Your objective:
Each entry here is to be restated word for word.
##############################
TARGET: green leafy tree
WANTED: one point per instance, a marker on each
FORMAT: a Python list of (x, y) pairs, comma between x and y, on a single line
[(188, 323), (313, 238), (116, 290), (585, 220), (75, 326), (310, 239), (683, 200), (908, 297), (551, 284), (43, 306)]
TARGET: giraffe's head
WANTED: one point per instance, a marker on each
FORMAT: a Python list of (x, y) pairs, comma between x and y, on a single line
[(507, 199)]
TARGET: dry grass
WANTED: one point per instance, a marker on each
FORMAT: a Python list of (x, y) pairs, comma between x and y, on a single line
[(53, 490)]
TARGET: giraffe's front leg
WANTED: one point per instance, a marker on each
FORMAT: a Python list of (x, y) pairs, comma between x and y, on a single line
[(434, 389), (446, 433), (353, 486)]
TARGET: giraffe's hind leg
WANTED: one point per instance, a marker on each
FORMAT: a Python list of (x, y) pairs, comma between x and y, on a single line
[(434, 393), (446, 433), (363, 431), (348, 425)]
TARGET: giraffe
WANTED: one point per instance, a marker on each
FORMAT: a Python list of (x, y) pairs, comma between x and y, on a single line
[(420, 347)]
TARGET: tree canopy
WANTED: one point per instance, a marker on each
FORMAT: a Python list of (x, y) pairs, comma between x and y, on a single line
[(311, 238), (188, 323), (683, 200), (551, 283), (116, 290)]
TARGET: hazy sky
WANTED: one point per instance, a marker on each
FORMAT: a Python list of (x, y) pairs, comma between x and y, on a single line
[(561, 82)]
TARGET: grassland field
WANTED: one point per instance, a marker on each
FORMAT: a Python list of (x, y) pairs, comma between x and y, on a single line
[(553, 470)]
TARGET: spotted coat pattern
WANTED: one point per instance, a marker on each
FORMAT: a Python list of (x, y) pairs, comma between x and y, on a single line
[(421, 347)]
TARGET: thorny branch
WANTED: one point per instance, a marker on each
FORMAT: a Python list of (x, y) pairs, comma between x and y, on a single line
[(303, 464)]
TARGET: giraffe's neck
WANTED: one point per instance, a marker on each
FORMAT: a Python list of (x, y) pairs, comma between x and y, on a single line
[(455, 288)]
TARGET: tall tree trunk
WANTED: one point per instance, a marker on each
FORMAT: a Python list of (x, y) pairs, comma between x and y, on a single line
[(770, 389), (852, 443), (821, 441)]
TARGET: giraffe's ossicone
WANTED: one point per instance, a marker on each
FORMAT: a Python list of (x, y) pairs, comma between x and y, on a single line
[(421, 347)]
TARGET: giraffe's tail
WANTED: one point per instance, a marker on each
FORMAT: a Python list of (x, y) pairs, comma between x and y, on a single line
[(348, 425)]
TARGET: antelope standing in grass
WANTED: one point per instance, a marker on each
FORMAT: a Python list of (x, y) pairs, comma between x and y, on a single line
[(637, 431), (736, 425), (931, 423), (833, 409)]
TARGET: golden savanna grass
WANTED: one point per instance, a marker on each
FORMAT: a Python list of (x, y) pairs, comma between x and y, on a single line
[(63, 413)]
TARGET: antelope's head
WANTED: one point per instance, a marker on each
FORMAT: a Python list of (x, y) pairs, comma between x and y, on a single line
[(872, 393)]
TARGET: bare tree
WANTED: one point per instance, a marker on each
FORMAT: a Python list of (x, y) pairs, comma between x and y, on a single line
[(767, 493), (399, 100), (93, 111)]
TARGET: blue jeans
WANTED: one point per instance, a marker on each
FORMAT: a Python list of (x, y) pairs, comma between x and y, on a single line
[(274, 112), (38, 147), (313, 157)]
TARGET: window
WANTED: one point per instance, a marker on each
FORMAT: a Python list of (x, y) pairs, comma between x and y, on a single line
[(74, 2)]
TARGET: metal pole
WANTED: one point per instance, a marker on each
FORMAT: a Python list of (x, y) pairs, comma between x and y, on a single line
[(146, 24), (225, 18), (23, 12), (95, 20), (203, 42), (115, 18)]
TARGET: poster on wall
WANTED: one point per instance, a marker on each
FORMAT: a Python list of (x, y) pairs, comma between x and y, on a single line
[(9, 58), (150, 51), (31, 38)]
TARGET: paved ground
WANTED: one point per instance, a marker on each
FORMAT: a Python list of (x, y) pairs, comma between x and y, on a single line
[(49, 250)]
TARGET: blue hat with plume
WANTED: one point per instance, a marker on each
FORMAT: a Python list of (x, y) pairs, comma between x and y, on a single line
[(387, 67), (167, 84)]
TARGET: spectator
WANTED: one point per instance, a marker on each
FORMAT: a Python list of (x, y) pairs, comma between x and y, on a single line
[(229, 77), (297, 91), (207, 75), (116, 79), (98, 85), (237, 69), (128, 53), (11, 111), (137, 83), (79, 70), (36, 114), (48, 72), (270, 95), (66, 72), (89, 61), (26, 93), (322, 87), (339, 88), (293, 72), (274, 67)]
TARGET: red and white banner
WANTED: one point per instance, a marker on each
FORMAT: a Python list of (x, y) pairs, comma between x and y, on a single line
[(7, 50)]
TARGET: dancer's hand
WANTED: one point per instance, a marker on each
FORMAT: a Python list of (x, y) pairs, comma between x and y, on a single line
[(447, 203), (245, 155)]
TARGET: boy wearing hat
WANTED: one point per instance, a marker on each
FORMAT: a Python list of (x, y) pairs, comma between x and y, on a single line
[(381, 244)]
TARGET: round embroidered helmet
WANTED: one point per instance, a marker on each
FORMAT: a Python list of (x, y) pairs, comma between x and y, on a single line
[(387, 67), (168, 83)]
##############################
Response:
TARGET: green leafy tree
WANTED: one point per instance, a marker on each
FORMAT: a Python list of (x, y) pairs, comma between x and y, on a single line
[(188, 323), (313, 238), (116, 290), (585, 220), (75, 326), (310, 239), (683, 200), (908, 297), (551, 284), (43, 306)]
TARGET: giraffe's head
WANTED: one point per instance, a marker on each
FORMAT: a Python list of (x, y) pairs, comma between x and y, on a single line
[(507, 199)]
TARGET: dry grass
WANTED: one point per instance, a marker on each
FORMAT: a Python list of (x, y) pairs, comma between x and y, on a single line
[(53, 490)]
TARGET: giraffe's front leg
WANTED: one point per instance, a marker on each
FORMAT: a Python list of (x, y) pairs, comma between x and y, on a single line
[(434, 389), (446, 433), (353, 486)]
TARGET: giraffe's hind leg
WANTED: one point per instance, a marker on each
FORMAT: a Python list of (x, y) pairs, comma between x and y, on a single line
[(434, 393), (446, 433), (363, 431), (348, 425)]
TARGET: giraffe
WANTED: one point per instance, a marker on each
FORMAT: a Python list of (x, y) pairs, comma between x and y, on a single line
[(420, 347)]
TARGET: tree canopy
WANTED: one point per instance, a marker on each
FORMAT: a Python list of (x, y) pairs, comma between x and y, on a single line
[(311, 238), (188, 323), (683, 200), (551, 283), (116, 290)]
TARGET: hazy sky
WANTED: one point per instance, a marker on each
FORMAT: a Python list of (x, y) pairs, comma between x and y, on a single line
[(561, 82)]
TARGET: grassland field
WANTED: one point per instance, a marker on each
FORMAT: a Python list of (x, y) pairs, comma between x and y, on a single line
[(553, 470)]
TARGET: spotted coat pattern
WANTED: one point per instance, a marker on each
FORMAT: a Python list of (x, y) pairs, comma between x and y, on a single line
[(421, 347)]
TARGET: thorny branch
WANTED: one point per instance, a marker on each
FORMAT: a Python list of (x, y) pairs, comma between x and y, on a single line
[(303, 464)]
TARGET: giraffe's neck
WANTED: one point per instance, a marker on each
FORMAT: a Python list of (x, y) pairs, comma between x and y, on a single line
[(455, 288)]
TARGET: tall tree trunk
WANTED: one point per instance, a marker on each
FORMAT: a Python list of (x, y) pairs, comma between x and y, on a single line
[(770, 389), (852, 443), (821, 441)]
TARGET: giraffe's ossicone
WANTED: one point per instance, a marker on each
FORMAT: a Python list of (x, y) pairs, comma between x and y, on a single line
[(421, 347)]
TARGET: giraffe's tail
WANTED: one point per instance, a marker on each
FORMAT: a Python list of (x, y) pairs, comma between x and y, on a single line
[(348, 425)]
TARGET: antelope standing in grass
WANTED: one point per instance, a marker on each
FORMAT: a Python list of (x, y) pairs, comma between x and y, on a single line
[(637, 431), (736, 425), (931, 423), (833, 409)]
TARGET: golden savanna grass
WANTED: one point per instance, a marker on each
FORMAT: a Python list of (x, y) pairs, comma between x and y, on a single line
[(63, 413)]
TARGET: antelope's head
WANTED: one point per instance, a marker on each
FORMAT: a Python list of (x, y) pairs, comma between x and y, on a single line
[(872, 393)]
TARGET: bare tree
WANTED: one point per instance, a marker on each
FORMAT: a Python list of (x, y) pairs, comma between x and y, on a single line
[(767, 493), (399, 100), (93, 111)]
TARGET: blue jeans
WANTED: one point per instance, a marker on each
FORMAT: a Python list of (x, y) pairs, comma between x and y, on a single line
[(274, 112), (38, 147), (313, 157)]
TARGET: window
WANTED: one point per instance, a marker on each
FORMAT: a Python list of (x, y) pairs, comma between x and y, on a single line
[(74, 2)]
TARGET: metal pole
WANTED: one point per instance, a marker on each
FORMAT: a Python list of (x, y) pairs, comma between x and y, on a single line
[(146, 24), (225, 18), (23, 12), (95, 20), (203, 42), (115, 18)]
TARGET: poster on wall
WANTED: one point per instance, a marker on each
FORMAT: a Python list of (x, y) pairs, comma between x and y, on a single line
[(9, 58), (150, 51), (31, 38)]
TARGET: paved ground
WANTED: one point per instance, a marker on each
FORMAT: a Python list of (x, y) pairs, comma between x and y, on a single line
[(49, 250)]
TARGET: blue hat with plume
WANTED: one point per instance, a marker on each
FORMAT: a Python list of (x, y) pairs, comma between x and y, on a single line
[(387, 67), (167, 84)]
TARGET: spectator
WANTED: one point per instance, a marker on each
FORMAT: a Python list of (x, y) pairs, comma between x and y, on a single line
[(229, 77), (297, 91), (207, 75), (116, 79), (98, 85), (237, 69), (128, 53), (11, 111), (137, 83), (79, 70), (36, 114), (48, 72), (270, 95), (66, 72), (89, 61), (26, 93), (322, 87), (339, 88), (293, 72), (274, 67)]
TARGET: red and white banner
WANTED: one point per instance, a marker on each
FORMAT: a Python list of (x, y) pairs, comma between x and y, on a single line
[(7, 50)]
TARGET: dancer's hand
WANTED: one point per instance, a marker on each
FORMAT: a Python list of (x, y) pairs, comma between x and y, on a single line
[(447, 203), (245, 155)]
TARGET: boy wearing hat
WANTED: one point per instance, a marker on each
FORMAT: a Python list of (x, y) pairs, comma between x and y, on a single line
[(381, 244)]
TARGET: round embroidered helmet
WANTED: one point per instance, a marker on each
FORMAT: a Python list of (x, y) pairs, comma between x and y, on a single line
[(387, 67), (168, 83)]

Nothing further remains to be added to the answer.